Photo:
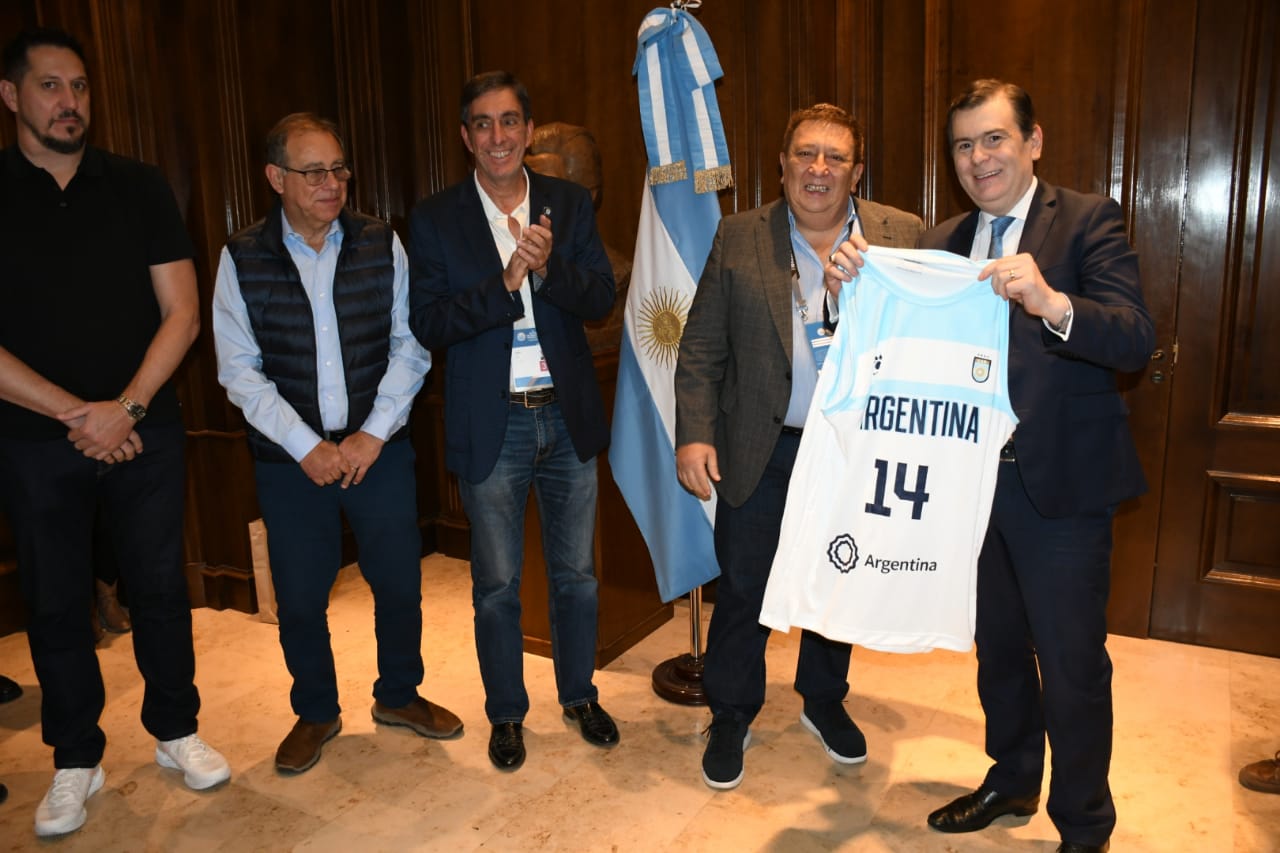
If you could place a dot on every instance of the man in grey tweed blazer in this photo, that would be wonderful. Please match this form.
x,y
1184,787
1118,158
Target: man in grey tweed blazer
x,y
748,368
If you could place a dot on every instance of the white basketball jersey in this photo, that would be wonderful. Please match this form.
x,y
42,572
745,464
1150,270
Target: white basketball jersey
x,y
894,479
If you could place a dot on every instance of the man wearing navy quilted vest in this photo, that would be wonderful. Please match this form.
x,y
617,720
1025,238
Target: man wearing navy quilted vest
x,y
311,329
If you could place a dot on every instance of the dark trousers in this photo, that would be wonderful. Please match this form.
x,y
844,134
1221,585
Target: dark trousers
x,y
304,539
53,495
1042,660
746,537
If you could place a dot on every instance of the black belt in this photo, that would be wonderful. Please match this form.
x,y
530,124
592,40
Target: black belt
x,y
535,398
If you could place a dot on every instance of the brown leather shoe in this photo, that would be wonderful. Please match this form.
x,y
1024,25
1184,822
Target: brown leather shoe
x,y
424,717
977,810
1262,775
301,747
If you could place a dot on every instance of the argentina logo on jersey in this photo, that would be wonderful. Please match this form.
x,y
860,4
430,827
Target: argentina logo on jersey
x,y
981,370
842,553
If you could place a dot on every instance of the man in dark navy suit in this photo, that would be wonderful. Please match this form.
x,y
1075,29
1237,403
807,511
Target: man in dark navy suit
x,y
1063,260
504,268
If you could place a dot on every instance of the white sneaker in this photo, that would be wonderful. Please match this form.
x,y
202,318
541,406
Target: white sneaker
x,y
202,765
63,807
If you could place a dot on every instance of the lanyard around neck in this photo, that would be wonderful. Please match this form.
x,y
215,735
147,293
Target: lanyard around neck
x,y
801,304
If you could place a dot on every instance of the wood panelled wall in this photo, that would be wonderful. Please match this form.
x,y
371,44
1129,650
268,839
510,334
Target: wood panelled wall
x,y
1151,103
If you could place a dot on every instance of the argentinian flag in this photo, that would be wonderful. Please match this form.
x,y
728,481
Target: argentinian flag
x,y
676,68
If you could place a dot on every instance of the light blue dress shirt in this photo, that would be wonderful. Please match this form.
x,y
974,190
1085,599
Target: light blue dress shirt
x,y
804,369
240,359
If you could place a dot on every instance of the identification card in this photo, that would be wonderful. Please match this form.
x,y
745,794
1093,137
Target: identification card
x,y
528,364
819,341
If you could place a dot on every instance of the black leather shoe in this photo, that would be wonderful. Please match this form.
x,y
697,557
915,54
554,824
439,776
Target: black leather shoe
x,y
977,810
595,723
507,746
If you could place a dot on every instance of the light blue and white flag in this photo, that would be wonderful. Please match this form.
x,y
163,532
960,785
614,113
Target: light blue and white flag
x,y
676,68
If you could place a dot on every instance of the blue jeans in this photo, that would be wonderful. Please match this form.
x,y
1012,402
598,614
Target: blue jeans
x,y
53,495
536,451
304,538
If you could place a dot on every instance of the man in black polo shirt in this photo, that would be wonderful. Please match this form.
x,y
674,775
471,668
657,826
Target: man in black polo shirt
x,y
97,308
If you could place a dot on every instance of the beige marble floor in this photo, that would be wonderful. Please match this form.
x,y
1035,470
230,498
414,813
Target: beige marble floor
x,y
1185,720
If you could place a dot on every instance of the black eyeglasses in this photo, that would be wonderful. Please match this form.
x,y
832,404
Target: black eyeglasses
x,y
315,177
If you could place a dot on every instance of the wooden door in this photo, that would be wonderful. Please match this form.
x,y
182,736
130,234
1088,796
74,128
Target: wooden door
x,y
1217,557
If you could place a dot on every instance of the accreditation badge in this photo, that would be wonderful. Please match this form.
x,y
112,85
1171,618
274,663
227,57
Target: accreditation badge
x,y
819,341
528,363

--- --- ---

Action item>
The entries are to be copied exactly, and each image is to be omitted.

Answer to the exercise>
Photo:
If you could place a dot on every instance of the man in grey tweed blazer in this photo, that would be wonderful. Please match this form.
x,y
1184,787
1118,158
Target: man in grey tweed blazer
x,y
748,368
If you could place a dot on every instance of the white basketball jersey in this photo, that would be wonderful. Please match this form.
x,y
42,572
745,464
1150,270
Target: white basketball jersey
x,y
894,479
If you could place a dot on every instance of the man wearing navy quilted vest in this photo, that would be wonderful. Please match this form.
x,y
617,720
1025,238
Target: man wearing navy quilted vest
x,y
311,329
If you could place a dot on every instance of the dark trousers in this photo, that would be wonderful. Please match this form.
x,y
844,134
1221,585
Target: dark trousers
x,y
304,539
53,495
1042,660
746,537
If you could place a dot on every instance of the black belt in this photo, that would be wonderful. Please match this form.
x,y
530,124
592,40
Target: black belt
x,y
535,398
If you could place a dot on every instance of the brown leather shoe in this photo, that would be wonderful. Please match this form.
x,y
1024,25
1184,822
Target: brown leather shoe
x,y
424,717
977,810
1262,775
301,747
If you could place a dot on every instance of the argentina logo on jersey in this photo, that would be wonderful. Please match this form.
x,y
860,4
430,827
Target: argentina logo on jersey
x,y
981,370
842,553
If you could place a dot on every instance of the man in dark navy suit in this photo, that would be wonderful. Please match this form.
x,y
1075,29
1237,403
807,511
Target: man in dark navy suit
x,y
1063,260
504,268
If you could place a dot on every instance of the white sneaker in this photo, that would be wonderful. Please match this form.
x,y
202,318
541,406
Target: white sneaker
x,y
202,765
63,807
If you could place a dot on every instance of the lanyard around neck in this photo, that would be wonderful. Please match this form.
x,y
215,735
147,293
Target: lanyard around neck
x,y
801,304
If you could place a dot on every instance of the wood panelled wall in this photo, that would be wonderful. Please match this form.
x,y
371,44
1129,650
268,839
510,334
Target: wood panelled wall
x,y
1151,103
If you could place a dot on every instance of the argentinian flag in this photo, that would be wonderful. Please match this form.
x,y
728,481
Target: argentinian flag
x,y
676,68
If you could place a dot on every instance of the light blue dress shirt in this photo, that would be wonderful. Please match this form.
x,y
974,190
1085,599
Target: light blue dress shirt
x,y
804,369
240,359
If you could place a dot on every instance of the identification card in this photo, that would be wonderful. Please match this form.
x,y
745,794
1093,137
Target: identification card
x,y
528,364
819,341
If you could place a dot on every instance of the black leather shoe in this photo, that would be wonderful. Please match this form.
x,y
697,557
915,54
554,824
439,776
Target: black leather shoe
x,y
977,810
595,723
507,746
If you could place a dot on every instance of the light blue and white flag in this photo, that would be wonderful. Please match this form.
x,y
163,532
960,785
614,113
Target: light blue and white flag
x,y
676,68
If you could place a dot on every instance of the blue jeans in this photo, that would be wonderful. Please match this form.
x,y
1012,402
598,614
Target: blue jeans
x,y
53,495
536,451
304,538
If you could place a dot on every instance of the man in black polo shirt in this photo, that would be wonderful. Please match this form.
x,y
674,775
471,668
657,826
Target: man in black polo shirt
x,y
97,308
If you could place a dot on every instance of the beige marble floor in this photo, that would be wonderful. Please match this form.
x,y
1035,470
230,498
414,813
Target: beige marble floor
x,y
1185,720
If you could place a dot on every instance of the black eyeglasses in this photo, that would be wonderful. Please match this form.
x,y
832,404
Target: black eyeglasses
x,y
315,177
If you could place a dot on every instance of the wooden door in this photo, that would be wonderful. Please match this form.
x,y
182,736
130,234
1088,796
74,128
Target: wooden door
x,y
1217,557
If you could place a dot on every instance of the accreditation badge in this photo, that would be wonderful. Please match this form.
x,y
112,85
1171,618
274,663
227,57
Target: accreditation badge
x,y
819,341
528,363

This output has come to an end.